The answer must consist of every line below containing "trunk".

__Records drawn from a dataset__:
::::
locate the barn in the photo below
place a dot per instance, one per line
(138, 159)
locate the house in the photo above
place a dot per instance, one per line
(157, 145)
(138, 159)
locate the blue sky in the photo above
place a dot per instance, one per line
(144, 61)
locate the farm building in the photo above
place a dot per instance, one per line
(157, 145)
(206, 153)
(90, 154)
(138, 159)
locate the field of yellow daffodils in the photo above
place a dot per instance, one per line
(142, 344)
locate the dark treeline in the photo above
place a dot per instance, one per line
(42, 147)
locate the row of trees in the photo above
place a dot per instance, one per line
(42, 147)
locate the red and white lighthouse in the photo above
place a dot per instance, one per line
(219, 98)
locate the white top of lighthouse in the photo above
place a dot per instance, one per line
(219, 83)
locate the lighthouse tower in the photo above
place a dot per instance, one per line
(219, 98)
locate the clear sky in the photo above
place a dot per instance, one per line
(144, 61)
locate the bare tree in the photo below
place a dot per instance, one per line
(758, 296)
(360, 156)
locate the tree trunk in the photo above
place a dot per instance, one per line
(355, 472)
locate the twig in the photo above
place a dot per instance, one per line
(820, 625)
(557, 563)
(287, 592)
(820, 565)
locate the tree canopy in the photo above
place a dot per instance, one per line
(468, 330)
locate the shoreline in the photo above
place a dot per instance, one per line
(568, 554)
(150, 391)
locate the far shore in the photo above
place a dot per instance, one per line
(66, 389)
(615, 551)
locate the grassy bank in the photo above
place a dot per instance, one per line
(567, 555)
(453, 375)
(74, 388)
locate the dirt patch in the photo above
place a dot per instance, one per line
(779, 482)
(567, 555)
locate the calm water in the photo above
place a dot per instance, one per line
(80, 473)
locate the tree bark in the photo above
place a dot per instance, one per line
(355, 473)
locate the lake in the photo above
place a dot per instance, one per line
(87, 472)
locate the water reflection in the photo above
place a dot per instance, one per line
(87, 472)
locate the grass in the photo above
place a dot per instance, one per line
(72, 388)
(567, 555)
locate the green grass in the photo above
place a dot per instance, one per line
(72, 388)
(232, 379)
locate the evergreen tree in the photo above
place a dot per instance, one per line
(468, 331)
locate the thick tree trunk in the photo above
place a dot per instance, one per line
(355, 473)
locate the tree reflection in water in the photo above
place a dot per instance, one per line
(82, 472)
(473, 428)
::::
__Answer for the task__:
locate the tree trunk in the photo above
locate the thick tree trunk in the photo above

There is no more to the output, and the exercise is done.